§ Image object location entries:

━━━━━━━━━━━━━━━━

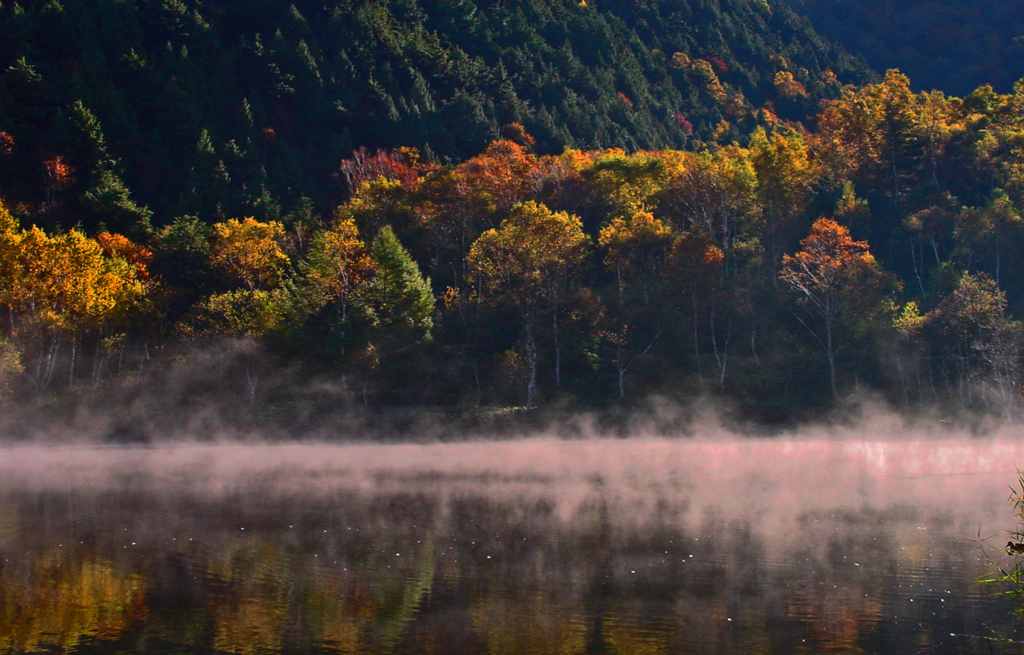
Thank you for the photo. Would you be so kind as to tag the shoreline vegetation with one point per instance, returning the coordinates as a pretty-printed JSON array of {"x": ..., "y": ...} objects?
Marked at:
[
  {"x": 877, "y": 255},
  {"x": 795, "y": 245}
]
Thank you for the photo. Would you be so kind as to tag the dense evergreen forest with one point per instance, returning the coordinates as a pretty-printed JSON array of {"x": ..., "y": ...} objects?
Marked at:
[
  {"x": 951, "y": 45},
  {"x": 462, "y": 205}
]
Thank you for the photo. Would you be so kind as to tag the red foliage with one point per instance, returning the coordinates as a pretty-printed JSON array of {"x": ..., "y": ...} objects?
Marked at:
[
  {"x": 119, "y": 246},
  {"x": 717, "y": 63},
  {"x": 402, "y": 165},
  {"x": 59, "y": 172},
  {"x": 683, "y": 123}
]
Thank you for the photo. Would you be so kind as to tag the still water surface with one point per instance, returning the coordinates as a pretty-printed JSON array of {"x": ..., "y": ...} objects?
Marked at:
[{"x": 637, "y": 546}]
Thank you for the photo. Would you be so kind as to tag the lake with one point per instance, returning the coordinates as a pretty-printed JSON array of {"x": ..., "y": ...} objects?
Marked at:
[{"x": 819, "y": 544}]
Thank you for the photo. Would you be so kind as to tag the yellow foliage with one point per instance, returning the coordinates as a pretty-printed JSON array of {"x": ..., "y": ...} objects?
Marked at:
[
  {"x": 249, "y": 252},
  {"x": 71, "y": 602},
  {"x": 65, "y": 281}
]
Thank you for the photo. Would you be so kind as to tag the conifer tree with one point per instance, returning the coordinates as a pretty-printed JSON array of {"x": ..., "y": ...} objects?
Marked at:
[{"x": 399, "y": 294}]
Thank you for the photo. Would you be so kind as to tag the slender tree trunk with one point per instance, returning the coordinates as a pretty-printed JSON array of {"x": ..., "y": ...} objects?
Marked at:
[
  {"x": 832, "y": 358},
  {"x": 558, "y": 351},
  {"x": 696, "y": 344},
  {"x": 530, "y": 362}
]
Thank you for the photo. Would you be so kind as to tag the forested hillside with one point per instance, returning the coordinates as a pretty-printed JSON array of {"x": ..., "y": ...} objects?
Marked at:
[
  {"x": 880, "y": 252},
  {"x": 196, "y": 216},
  {"x": 951, "y": 45},
  {"x": 160, "y": 108}
]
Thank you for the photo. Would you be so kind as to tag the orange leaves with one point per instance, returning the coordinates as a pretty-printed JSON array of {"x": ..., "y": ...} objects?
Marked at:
[
  {"x": 636, "y": 244},
  {"x": 402, "y": 166},
  {"x": 249, "y": 252},
  {"x": 826, "y": 262},
  {"x": 65, "y": 281},
  {"x": 528, "y": 253},
  {"x": 501, "y": 173},
  {"x": 787, "y": 87},
  {"x": 58, "y": 172},
  {"x": 338, "y": 264},
  {"x": 119, "y": 246}
]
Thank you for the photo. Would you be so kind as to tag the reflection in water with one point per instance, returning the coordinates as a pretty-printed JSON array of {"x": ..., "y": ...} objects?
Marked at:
[{"x": 528, "y": 547}]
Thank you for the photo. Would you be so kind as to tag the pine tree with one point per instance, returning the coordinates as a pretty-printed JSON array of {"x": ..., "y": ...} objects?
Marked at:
[{"x": 399, "y": 294}]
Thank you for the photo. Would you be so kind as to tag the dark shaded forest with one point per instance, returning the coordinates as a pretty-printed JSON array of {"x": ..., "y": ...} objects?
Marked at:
[
  {"x": 293, "y": 211},
  {"x": 951, "y": 45}
]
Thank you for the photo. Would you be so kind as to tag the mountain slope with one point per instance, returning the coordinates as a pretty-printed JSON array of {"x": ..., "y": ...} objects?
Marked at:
[{"x": 227, "y": 107}]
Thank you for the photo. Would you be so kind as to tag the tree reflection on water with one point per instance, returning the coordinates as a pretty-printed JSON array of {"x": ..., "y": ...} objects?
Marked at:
[{"x": 407, "y": 560}]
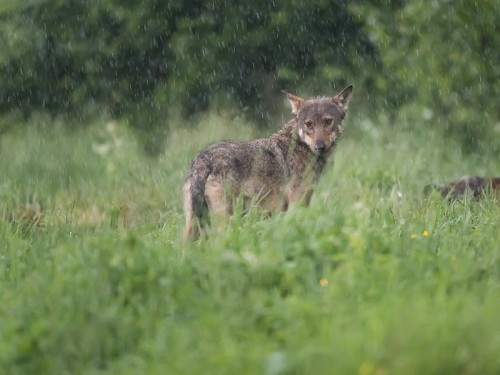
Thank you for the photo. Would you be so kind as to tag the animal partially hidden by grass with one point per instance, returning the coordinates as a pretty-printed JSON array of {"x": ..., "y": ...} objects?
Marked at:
[
  {"x": 274, "y": 172},
  {"x": 475, "y": 186}
]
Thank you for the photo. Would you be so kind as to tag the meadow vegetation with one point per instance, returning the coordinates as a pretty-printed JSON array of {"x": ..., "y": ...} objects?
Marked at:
[{"x": 372, "y": 278}]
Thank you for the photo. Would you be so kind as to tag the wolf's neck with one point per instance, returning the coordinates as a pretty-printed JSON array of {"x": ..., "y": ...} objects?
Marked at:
[{"x": 297, "y": 154}]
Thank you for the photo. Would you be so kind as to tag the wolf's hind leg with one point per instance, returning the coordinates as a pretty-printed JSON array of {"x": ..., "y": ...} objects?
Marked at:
[{"x": 219, "y": 205}]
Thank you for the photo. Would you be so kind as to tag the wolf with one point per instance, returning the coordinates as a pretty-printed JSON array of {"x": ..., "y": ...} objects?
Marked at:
[{"x": 273, "y": 172}]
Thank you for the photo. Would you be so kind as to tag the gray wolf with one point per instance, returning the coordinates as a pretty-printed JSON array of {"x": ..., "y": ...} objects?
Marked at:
[{"x": 273, "y": 172}]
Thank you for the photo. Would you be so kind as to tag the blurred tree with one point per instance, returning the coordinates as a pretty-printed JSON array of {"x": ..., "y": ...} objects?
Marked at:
[
  {"x": 138, "y": 59},
  {"x": 442, "y": 57},
  {"x": 250, "y": 50}
]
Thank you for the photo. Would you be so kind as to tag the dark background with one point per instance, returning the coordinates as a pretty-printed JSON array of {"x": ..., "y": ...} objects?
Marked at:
[{"x": 436, "y": 62}]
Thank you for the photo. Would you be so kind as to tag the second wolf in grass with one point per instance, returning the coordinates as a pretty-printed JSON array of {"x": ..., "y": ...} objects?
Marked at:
[{"x": 274, "y": 172}]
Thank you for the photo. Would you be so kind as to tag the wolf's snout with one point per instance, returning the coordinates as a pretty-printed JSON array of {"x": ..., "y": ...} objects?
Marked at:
[{"x": 320, "y": 145}]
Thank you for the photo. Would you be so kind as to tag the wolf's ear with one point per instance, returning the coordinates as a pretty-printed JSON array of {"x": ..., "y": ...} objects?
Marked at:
[
  {"x": 343, "y": 98},
  {"x": 295, "y": 101}
]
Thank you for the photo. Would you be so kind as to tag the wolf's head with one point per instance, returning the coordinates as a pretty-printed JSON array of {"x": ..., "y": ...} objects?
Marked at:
[{"x": 319, "y": 120}]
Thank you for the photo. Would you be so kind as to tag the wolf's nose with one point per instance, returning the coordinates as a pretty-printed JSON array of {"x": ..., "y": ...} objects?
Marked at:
[{"x": 319, "y": 146}]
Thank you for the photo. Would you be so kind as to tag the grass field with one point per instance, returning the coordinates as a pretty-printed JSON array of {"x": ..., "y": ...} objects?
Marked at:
[{"x": 371, "y": 279}]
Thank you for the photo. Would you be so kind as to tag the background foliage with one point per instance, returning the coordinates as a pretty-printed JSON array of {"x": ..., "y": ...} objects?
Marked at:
[{"x": 147, "y": 62}]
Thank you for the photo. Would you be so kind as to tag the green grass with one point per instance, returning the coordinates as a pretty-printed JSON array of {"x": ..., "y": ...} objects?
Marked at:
[{"x": 94, "y": 279}]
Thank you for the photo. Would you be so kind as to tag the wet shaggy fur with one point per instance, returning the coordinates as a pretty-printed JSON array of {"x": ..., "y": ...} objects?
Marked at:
[{"x": 274, "y": 172}]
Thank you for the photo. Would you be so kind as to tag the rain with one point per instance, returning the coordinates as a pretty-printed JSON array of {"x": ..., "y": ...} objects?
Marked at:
[{"x": 392, "y": 265}]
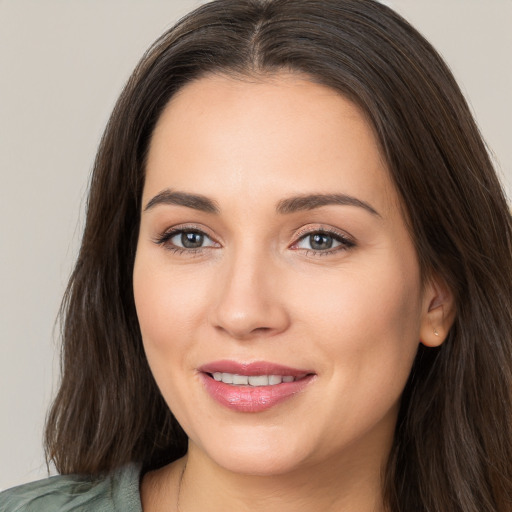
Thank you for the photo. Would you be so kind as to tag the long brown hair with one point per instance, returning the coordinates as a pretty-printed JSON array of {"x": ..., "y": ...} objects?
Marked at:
[{"x": 453, "y": 443}]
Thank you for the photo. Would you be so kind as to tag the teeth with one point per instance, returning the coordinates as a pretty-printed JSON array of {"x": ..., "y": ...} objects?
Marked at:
[{"x": 253, "y": 380}]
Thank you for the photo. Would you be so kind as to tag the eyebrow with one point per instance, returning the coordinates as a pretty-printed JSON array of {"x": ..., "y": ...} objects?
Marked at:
[
  {"x": 195, "y": 201},
  {"x": 284, "y": 207},
  {"x": 312, "y": 201}
]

━━━━━━━━━━━━━━━━

§ WHAT IS NEEDED:
Please scale the listing between the line containing "tag the rain" and the end of the listing, inclusive, giving back only those lines with every request kept and the pictures left out. Multiply each x and y coordinate in the answers by 1.8 and round to whole numbers, with halves rounded up.

§ RESULT FOR THIS TASK:
Thank you for the photo. Would you be so kind as to tag the rain with one point per instance, returning the coordinates as a pretty-printed JSON array of {"x": ..., "y": ...} objects?
Marked at:
[{"x": 706, "y": 477}]
Thank you for the photo. Would you be so kind as to tag the long brown hair with one point per instance, returning the coordinates as a pretty-printed JSON array of {"x": ..., "y": ...} objects?
Marked at:
[{"x": 815, "y": 797}]
Thank you for the photo. Would you be so kind as to tag the teeth with one point per instance, returning the coordinates as a pretty-printed JSON array of {"x": ..., "y": ...} objects?
Marked at:
[{"x": 455, "y": 684}]
Thank you for the photo. Would you be so kind as to tag the eyebrow with one point per instance, returning the coordinates as a pretty-printed JSON array of {"x": ..., "y": ...} objects?
Marked at:
[
  {"x": 351, "y": 362},
  {"x": 511, "y": 373},
  {"x": 562, "y": 362}
]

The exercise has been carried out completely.